##### PROVIDED PASSAGE

Solution: Block them from jumping up with this couch defender

You almost have to respect how persistent dogs are when trying to get on your furniture without you noticing, but Dr. Amanda Takiguchi, a veterinarian, says the dog should ask and receive permission first. That’s where the Couch Defender comes in handy. The coils pop up to leave no room for your pet to jump onto the sofa when you’re not home. When not using, just collapse and clip it closed for compact storage under your furniture.


Problem: Your dog pulls on your leash

Solution: Walk your dog with this harness that goes across their chest

Dr. Takiguchi says letting the dog pull you when on a leash is another bad behavior you want to curb, but you also want to make sure you’re not being too rough. This harness is unlike others because it goes around your pup’s chest instead of their neck. In addition, the extra front loop is what assures that gradual pressure is being applied when you give a little tug, while discouraging your dog from pulling. They’ll be comfy, and you’ll feel safe.


Problem: Your dog barks at children & other pups because of stress

Solution: Give them this snuggle toy with a soothing real-feel heartbeat

Dr. Takiguchi wants everyone to know that allowing your pup to bark and growl at others is not cute — no matter how high-pitched their little squeal is. If your dog is barking because of high stress or possible anxiety, you can help them stay calm with this snuggle toy. Inside this cuddle-worthy toy, there’s both a heat pack and a gadget mimicking the feel of a real heartbeat to make them feel like they're actually relaxing with a friend.


Problem: You let your dog “protect” you when others are around

Solution: Set up an extendable pet gate with a small door

Dr. Takiguchi explains that “[letting] the dog ‘protect’ the owner thinking that’s what it’s doing when instead the dog is claiming you for himself/herself” is a big mistake. “Commonly seen when someone is holding a small dog and the dog starts to attack anyone that comes close. This is not cute, not safe. Someone is going to get hurt,” she says.

Whether you have another small dog in the house or guests coming over for dinner, there are always certain times when a pet gate comes in handy. This one has rust-resistant panels that extend from 29 to 36.5 inches wide. And if you still want to make sure your smaller dog or cat that one dog likes to growl at can get to its food, don’t worry, there’s a small door in the center that can be left open.


Problem: You repeat commands your dog is ignoring

Solution: Read up on the 5-week training program from this book

Dr. Takiguchi says that a huge mistake is expecting immediate response from a command or giving up after repeating a command that your dog is ignoring. It actually teaches the dog that they don’t have to respect you. For more helpful pointers, grab this dog training book with tips from Dawn Sylvia-Stasiewicz, who trained Bo Obama. This five-week program focuses on positive reinforcement to get rid of any bad habits your pet has picked up instead of forcing your dog to behave.

##########

• **WHAT THE EXERCISE ASKS**:
Extract the dog behavior article's text between "Problem: You repeat" and "dog to behave.", inclusive. Rely only on the dog behavior article above.

##### INFORMATION GIVEN

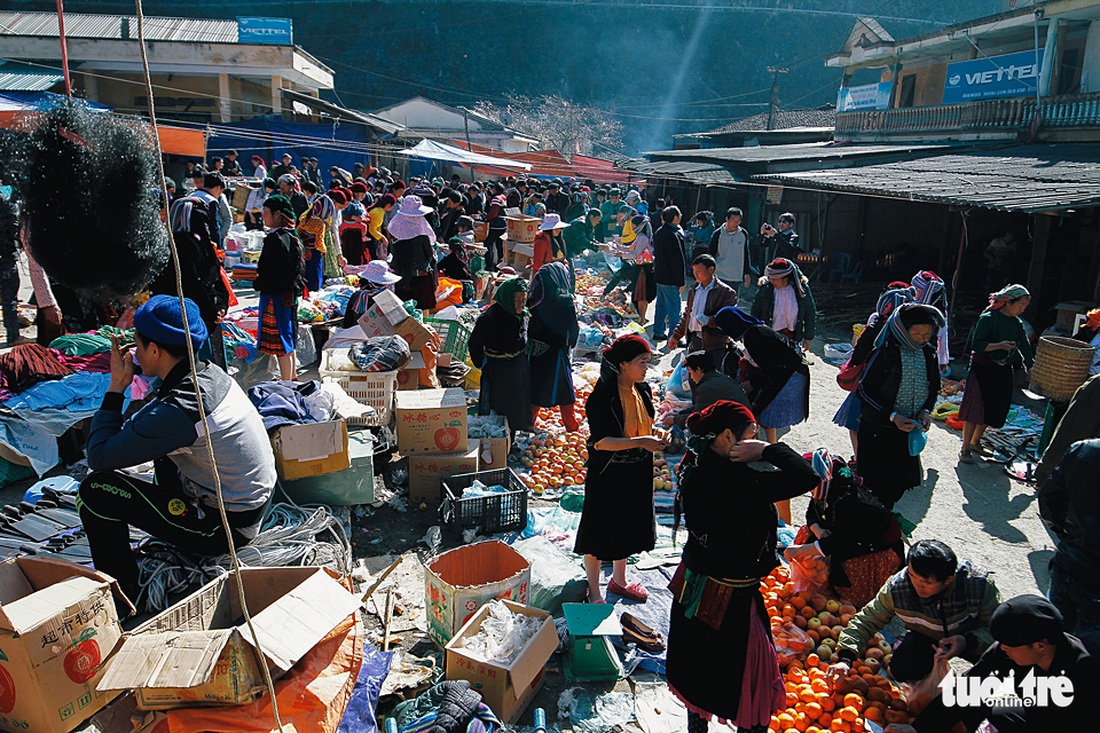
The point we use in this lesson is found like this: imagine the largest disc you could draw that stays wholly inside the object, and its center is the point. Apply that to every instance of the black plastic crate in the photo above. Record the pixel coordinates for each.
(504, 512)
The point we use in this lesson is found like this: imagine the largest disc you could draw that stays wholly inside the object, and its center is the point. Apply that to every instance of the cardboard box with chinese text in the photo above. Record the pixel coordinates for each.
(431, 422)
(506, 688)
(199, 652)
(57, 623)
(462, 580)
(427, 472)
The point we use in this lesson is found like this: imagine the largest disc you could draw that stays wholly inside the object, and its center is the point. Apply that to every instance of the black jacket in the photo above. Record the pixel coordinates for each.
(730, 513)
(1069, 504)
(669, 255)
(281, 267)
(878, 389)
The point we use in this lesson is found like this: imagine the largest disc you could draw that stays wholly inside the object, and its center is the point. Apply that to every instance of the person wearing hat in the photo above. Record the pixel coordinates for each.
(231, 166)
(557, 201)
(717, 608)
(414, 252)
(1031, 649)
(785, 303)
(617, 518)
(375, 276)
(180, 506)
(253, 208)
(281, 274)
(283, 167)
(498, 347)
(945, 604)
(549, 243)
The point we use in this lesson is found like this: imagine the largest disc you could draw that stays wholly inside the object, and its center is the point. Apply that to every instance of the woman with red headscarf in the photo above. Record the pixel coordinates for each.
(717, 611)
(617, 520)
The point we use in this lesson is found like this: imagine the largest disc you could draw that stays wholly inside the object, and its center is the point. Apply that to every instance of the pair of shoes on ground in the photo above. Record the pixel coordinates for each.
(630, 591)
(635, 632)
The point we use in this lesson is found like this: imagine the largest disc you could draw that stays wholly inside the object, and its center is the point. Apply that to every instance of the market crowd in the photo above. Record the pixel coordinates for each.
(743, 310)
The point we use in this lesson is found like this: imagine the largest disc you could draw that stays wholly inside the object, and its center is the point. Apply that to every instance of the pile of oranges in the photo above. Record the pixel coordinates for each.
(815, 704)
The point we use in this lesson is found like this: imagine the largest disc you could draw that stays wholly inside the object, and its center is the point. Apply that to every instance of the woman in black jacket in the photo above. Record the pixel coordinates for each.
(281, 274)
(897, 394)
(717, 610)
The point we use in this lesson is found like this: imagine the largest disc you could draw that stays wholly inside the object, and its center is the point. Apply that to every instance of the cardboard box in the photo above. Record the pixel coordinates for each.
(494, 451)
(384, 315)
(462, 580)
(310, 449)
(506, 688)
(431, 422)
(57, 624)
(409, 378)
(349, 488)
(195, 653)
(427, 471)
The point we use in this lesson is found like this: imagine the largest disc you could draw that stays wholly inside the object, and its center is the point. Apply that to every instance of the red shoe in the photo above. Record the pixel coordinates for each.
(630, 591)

##########
##### INFORMATION GIVEN

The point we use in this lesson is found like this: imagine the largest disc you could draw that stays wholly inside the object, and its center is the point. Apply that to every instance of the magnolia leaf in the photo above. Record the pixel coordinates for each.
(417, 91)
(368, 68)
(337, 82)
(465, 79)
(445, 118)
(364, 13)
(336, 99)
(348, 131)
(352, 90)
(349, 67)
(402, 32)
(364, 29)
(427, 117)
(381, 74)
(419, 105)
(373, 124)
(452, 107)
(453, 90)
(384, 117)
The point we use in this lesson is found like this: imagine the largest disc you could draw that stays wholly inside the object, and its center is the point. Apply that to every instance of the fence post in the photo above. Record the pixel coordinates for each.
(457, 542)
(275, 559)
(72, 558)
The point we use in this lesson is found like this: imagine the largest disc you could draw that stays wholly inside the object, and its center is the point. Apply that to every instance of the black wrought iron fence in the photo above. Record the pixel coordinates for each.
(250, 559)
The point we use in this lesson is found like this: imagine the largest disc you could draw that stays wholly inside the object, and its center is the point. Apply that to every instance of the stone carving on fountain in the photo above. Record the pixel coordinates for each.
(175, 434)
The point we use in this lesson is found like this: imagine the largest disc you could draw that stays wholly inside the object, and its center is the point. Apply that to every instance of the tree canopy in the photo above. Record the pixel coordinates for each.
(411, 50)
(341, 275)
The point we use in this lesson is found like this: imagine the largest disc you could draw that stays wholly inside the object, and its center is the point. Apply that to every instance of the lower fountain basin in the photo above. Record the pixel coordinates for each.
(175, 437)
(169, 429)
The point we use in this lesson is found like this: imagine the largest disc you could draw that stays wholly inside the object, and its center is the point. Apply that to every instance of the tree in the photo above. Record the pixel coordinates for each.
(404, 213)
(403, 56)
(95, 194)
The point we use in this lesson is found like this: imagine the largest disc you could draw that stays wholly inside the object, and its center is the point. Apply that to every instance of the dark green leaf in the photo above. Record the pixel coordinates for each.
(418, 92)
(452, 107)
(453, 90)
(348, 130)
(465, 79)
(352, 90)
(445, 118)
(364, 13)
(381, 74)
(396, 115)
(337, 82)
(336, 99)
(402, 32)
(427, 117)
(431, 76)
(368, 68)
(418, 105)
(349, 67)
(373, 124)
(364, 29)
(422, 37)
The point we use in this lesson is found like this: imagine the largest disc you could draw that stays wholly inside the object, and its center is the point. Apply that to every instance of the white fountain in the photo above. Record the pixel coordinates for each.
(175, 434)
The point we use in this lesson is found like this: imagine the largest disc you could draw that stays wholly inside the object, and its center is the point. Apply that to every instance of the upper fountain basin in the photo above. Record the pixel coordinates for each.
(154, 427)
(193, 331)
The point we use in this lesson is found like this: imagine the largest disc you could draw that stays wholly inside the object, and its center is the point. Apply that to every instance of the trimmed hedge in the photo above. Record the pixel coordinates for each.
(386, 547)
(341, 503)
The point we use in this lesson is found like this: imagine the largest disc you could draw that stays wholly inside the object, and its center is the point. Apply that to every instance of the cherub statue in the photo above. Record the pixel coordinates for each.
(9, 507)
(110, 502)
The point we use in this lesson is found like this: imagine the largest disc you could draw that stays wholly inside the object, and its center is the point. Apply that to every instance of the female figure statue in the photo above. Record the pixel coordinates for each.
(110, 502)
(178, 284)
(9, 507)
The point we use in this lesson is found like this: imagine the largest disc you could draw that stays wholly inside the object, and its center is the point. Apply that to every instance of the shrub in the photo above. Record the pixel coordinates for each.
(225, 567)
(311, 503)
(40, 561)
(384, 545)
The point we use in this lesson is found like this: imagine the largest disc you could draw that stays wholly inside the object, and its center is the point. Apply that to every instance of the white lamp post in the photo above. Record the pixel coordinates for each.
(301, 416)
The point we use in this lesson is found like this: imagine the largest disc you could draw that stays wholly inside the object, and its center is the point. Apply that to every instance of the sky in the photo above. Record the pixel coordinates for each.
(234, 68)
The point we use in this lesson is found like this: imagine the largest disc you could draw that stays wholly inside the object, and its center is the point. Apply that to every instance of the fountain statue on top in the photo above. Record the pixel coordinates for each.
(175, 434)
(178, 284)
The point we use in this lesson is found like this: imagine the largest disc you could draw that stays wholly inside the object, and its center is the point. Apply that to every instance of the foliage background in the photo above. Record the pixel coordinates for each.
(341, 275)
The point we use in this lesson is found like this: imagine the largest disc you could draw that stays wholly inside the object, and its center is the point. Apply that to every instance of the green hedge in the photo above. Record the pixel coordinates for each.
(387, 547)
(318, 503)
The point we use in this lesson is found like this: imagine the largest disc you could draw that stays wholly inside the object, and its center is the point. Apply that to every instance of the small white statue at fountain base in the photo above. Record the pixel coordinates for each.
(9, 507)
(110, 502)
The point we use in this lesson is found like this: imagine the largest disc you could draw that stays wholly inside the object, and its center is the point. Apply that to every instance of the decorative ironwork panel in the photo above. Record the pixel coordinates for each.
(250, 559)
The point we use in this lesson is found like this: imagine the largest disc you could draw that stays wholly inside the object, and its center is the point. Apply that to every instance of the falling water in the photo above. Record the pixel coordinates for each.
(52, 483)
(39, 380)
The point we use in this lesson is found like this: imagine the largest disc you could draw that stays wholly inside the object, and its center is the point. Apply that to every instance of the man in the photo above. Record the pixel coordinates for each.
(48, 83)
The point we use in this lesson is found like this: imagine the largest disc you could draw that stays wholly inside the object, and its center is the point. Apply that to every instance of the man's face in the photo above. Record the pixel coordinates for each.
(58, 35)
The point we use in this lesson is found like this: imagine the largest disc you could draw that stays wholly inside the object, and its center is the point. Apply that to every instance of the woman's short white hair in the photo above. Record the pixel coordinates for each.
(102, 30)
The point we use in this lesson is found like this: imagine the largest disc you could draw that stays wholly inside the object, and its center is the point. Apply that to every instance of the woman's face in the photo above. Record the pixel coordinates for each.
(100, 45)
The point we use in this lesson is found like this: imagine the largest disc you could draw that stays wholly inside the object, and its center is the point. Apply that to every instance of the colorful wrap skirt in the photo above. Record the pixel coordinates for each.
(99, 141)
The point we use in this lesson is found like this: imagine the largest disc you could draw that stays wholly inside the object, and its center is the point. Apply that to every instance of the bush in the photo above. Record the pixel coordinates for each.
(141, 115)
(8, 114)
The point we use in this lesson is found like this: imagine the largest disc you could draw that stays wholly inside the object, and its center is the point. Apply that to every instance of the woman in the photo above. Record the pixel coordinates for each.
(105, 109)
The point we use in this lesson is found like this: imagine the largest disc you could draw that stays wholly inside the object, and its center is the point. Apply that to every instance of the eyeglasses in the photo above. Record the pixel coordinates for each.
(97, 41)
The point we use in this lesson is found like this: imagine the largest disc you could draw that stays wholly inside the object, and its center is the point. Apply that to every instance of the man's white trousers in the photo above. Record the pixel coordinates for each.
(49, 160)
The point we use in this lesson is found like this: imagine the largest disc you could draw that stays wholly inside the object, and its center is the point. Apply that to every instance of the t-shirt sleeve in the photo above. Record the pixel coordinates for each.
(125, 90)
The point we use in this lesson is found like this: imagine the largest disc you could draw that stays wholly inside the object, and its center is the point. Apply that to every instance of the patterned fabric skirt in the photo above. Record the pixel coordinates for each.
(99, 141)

##########
##### INFORMATION GIVEN

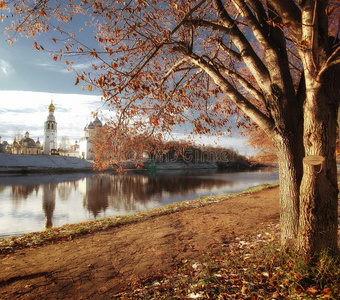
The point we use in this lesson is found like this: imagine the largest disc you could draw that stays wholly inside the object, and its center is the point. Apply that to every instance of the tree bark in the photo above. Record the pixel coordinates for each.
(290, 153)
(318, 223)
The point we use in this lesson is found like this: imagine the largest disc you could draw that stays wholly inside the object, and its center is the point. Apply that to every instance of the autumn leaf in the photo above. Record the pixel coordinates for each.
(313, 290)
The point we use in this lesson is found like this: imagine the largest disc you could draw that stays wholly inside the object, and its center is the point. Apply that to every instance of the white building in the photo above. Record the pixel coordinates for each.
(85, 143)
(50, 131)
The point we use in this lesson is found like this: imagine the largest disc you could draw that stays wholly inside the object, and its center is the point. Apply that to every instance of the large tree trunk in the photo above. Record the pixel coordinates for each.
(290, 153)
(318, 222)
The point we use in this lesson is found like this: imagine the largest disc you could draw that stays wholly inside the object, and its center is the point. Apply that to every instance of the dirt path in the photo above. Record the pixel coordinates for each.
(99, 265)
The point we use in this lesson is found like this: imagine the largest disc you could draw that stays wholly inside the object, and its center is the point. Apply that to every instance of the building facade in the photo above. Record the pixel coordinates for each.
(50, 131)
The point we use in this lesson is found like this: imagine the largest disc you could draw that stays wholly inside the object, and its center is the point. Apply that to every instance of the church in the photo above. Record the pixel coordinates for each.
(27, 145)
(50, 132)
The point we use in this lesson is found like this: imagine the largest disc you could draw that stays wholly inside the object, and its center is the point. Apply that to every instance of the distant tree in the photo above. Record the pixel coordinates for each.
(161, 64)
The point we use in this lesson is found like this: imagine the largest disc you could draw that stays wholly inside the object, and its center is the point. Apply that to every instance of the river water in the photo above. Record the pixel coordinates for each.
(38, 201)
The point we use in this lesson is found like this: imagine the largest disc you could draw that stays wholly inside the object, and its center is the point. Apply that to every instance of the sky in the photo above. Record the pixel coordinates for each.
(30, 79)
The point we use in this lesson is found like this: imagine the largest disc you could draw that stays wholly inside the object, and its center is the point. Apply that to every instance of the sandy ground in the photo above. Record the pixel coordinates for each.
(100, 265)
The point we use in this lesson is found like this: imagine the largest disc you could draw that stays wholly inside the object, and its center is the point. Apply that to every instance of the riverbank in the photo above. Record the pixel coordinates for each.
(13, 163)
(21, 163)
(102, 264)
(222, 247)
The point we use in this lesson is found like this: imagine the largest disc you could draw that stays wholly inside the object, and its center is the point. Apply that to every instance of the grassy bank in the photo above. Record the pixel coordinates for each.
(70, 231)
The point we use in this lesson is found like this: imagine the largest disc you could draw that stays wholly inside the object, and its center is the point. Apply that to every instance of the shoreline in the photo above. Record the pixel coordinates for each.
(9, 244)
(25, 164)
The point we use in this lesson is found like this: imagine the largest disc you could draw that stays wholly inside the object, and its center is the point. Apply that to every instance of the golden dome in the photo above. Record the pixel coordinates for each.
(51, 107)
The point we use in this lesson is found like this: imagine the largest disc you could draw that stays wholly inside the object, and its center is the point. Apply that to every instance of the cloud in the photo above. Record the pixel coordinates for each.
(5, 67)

##########

• **FULL OUTPUT**:
Problem: You repeat commands your dog is ignoring

Solution: Read up on the 5-week training program from this book

Dr. Takiguchi says that a huge mistake is expecting immediate response from a command or giving up after repeating a command that your dog is ignoring. It actually teaches the dog that they don’t have to respect you. For more helpful pointers, grab this dog training book with tips from Dawn Sylvia-Stasiewicz, who trained Bo Obama. This five-week program focuses on positive reinforcement to get rid of any bad habits your pet has picked up instead of forcing your dog to behave.